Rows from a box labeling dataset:
╔══
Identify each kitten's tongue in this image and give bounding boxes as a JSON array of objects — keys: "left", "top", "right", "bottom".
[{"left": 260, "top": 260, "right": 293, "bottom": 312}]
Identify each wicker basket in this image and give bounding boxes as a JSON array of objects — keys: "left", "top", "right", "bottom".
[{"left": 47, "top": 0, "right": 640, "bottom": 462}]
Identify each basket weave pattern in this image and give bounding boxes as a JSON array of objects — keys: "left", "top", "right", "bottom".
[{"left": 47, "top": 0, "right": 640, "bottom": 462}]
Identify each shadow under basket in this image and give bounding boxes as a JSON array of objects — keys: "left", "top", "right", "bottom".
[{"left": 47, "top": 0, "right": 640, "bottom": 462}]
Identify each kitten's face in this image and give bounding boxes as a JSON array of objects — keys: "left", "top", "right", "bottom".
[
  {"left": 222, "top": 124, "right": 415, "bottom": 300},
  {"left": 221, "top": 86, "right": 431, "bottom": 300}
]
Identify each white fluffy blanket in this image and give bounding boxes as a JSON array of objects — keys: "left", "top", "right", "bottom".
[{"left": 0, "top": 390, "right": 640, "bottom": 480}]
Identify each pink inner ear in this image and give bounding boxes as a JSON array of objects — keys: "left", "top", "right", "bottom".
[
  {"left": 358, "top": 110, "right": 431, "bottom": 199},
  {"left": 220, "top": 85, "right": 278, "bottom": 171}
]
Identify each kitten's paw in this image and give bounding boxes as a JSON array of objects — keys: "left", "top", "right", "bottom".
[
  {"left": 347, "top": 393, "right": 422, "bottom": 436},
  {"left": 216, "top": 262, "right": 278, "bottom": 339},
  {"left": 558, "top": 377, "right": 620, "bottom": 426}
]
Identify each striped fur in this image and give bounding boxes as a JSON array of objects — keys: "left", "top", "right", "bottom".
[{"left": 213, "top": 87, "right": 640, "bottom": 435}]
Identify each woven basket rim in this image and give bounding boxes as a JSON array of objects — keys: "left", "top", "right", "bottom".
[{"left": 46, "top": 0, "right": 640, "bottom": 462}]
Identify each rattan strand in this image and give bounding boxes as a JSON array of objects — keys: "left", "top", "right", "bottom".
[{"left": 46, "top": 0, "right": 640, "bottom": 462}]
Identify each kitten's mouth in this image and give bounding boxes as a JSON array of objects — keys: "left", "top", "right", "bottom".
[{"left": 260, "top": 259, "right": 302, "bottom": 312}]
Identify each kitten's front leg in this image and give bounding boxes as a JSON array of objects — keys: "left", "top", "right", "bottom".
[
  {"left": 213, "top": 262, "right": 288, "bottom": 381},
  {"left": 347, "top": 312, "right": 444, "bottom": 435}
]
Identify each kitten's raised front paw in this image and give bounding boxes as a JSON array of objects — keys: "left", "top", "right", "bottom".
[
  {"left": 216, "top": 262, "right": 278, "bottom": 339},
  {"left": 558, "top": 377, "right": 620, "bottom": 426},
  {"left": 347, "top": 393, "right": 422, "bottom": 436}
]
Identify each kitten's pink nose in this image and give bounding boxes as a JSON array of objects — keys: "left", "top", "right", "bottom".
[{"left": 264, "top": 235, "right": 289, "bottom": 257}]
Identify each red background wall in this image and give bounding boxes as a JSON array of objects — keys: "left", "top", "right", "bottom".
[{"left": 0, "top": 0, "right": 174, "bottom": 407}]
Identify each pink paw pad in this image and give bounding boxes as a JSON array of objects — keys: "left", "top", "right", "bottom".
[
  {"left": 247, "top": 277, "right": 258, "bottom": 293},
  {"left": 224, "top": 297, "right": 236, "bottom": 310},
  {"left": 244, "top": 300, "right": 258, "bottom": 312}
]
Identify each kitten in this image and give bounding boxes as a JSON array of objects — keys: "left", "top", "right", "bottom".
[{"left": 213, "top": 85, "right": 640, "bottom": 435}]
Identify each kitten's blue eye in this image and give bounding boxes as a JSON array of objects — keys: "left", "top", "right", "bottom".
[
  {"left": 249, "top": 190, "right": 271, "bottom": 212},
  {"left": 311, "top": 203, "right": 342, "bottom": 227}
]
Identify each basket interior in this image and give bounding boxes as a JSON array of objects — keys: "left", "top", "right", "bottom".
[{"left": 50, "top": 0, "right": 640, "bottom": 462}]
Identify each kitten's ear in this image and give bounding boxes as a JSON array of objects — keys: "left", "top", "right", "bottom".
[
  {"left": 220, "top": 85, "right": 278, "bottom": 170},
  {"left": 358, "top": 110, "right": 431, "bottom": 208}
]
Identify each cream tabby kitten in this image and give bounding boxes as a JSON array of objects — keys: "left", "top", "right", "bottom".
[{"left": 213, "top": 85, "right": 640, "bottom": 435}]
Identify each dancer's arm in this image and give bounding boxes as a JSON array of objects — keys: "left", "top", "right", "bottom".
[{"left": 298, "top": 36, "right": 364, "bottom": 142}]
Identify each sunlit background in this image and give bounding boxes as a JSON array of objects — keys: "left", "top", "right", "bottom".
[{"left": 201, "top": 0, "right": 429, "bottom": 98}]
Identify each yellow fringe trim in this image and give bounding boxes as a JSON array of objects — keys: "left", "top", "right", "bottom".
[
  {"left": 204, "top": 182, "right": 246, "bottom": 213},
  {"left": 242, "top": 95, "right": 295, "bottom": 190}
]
╚══
Rewrite every item above with "bounding boxes" changed to "box coordinates" and everything else kept the same.

- _RESULT FOR THIS EXERCISE_
Identify each kitten's tongue in this image and give box coordinates as a JSON array of objects — keys: "left", "top", "right", "bottom".
[{"left": 260, "top": 260, "right": 293, "bottom": 312}]
Identify each wicker basket in this image and give box coordinates as a JSON array of objects — keys: "left", "top", "right", "bottom".
[{"left": 47, "top": 0, "right": 640, "bottom": 462}]
Identify each basket weave pattern in this image and give box coordinates as a JSON array of objects — keys: "left", "top", "right", "bottom".
[{"left": 47, "top": 0, "right": 640, "bottom": 462}]
Identify each shadow under basket in this image and give box coordinates as a JSON array of objects — keys: "left", "top", "right", "bottom".
[{"left": 47, "top": 0, "right": 640, "bottom": 462}]
Identify each kitten's face in this image and give box coordinates as a JSON array of objects — keys: "left", "top", "right", "bottom".
[
  {"left": 222, "top": 124, "right": 415, "bottom": 300},
  {"left": 221, "top": 86, "right": 431, "bottom": 300}
]
Identify each white fluffy blanket in this image and give box coordinates as a JSON array of objects — keys: "left", "top", "right", "bottom".
[{"left": 0, "top": 390, "right": 640, "bottom": 480}]
Identify each pink inner ear in this image and give box coordinates as a JSON array of objects — keys: "left", "top", "right", "bottom".
[
  {"left": 358, "top": 110, "right": 431, "bottom": 199},
  {"left": 220, "top": 85, "right": 278, "bottom": 171}
]
Identify each kitten's paw in this image and give box coordinates as a JSON array of objects — keys: "left", "top", "right", "bottom".
[
  {"left": 347, "top": 393, "right": 422, "bottom": 436},
  {"left": 216, "top": 262, "right": 278, "bottom": 339},
  {"left": 558, "top": 377, "right": 620, "bottom": 426}
]
Identify each striped fur in this image and give box coordinates as a JSON array of objects — keys: "left", "top", "right", "bottom".
[{"left": 213, "top": 87, "right": 640, "bottom": 435}]
Identify each woven basket rim in this image and give box coordinates as a JSON array of objects — keys: "left", "top", "right", "bottom".
[{"left": 46, "top": 0, "right": 640, "bottom": 462}]
Identify each rattan strand in this image and give box coordinates as a JSON array of objects — keys: "left", "top", "right", "bottom".
[{"left": 46, "top": 0, "right": 640, "bottom": 462}]
Identify each kitten's mouth in this image and give box coordinates as a JSON array of objects — keys: "left", "top", "right", "bottom".
[{"left": 260, "top": 259, "right": 302, "bottom": 312}]
Identify each kitten's front leg in this image and give box coordinates as a JSON array of objects — keys: "left", "top", "right", "bottom".
[
  {"left": 213, "top": 262, "right": 288, "bottom": 381},
  {"left": 347, "top": 312, "right": 444, "bottom": 435}
]
Identify each kitten's raised front paw in this image and give box coordinates as a JSON array of objects — keys: "left", "top", "right", "bottom".
[
  {"left": 216, "top": 262, "right": 278, "bottom": 339},
  {"left": 558, "top": 377, "right": 620, "bottom": 426},
  {"left": 347, "top": 393, "right": 422, "bottom": 436}
]
Identify each kitten's pink nose in this image and give box coordinates as a JSON array of objects — keys: "left", "top", "right", "bottom".
[{"left": 264, "top": 235, "right": 289, "bottom": 257}]
Identify each red background wall in this image and give box coordinates as a JSON array of objects — keys: "left", "top", "right", "bottom".
[{"left": 0, "top": 0, "right": 174, "bottom": 407}]
Identify each pink paw pad in this image and give box coordinates as a JSON array of objects — keys: "left", "top", "right", "bottom".
[
  {"left": 247, "top": 277, "right": 258, "bottom": 293},
  {"left": 224, "top": 297, "right": 236, "bottom": 310},
  {"left": 244, "top": 300, "right": 258, "bottom": 312}
]
Identify each kitten in this image and give box coordinates as a JSON array of objects — keys: "left", "top", "right", "bottom".
[{"left": 213, "top": 85, "right": 640, "bottom": 435}]
Identify each kitten's blue eye in this image and give box coordinates as a JSON array of objects — keys: "left", "top", "right", "bottom".
[
  {"left": 249, "top": 190, "right": 271, "bottom": 212},
  {"left": 311, "top": 203, "right": 342, "bottom": 227}
]
Identify each basket interior in this image and give box coordinates as a JSON array of objects — keys: "left", "top", "right", "bottom".
[{"left": 50, "top": 0, "right": 640, "bottom": 462}]
Identify each kitten's ear in this image and give box coordinates as a JSON array of objects — keys: "left", "top", "right", "bottom".
[
  {"left": 220, "top": 85, "right": 278, "bottom": 170},
  {"left": 358, "top": 110, "right": 431, "bottom": 208}
]
Identify each cream tabby kitten in this image and give box coordinates as a JSON array of objects — keys: "left", "top", "right", "bottom".
[{"left": 213, "top": 85, "right": 640, "bottom": 435}]
Identify each dancer's arm in this image and give box coordinates as a JSON array of objects — keys: "left", "top", "right", "bottom".
[{"left": 298, "top": 36, "right": 364, "bottom": 142}]
Identify each sunlit background in this image and give box coordinates as a JSON array of objects — keys: "left", "top", "right", "bottom".
[{"left": 201, "top": 0, "right": 429, "bottom": 98}]
Identify each yellow fringe trim in this image and give box coordinates as a JSON array of objects — keys: "left", "top", "right", "bottom".
[
  {"left": 204, "top": 182, "right": 246, "bottom": 213},
  {"left": 242, "top": 95, "right": 295, "bottom": 190}
]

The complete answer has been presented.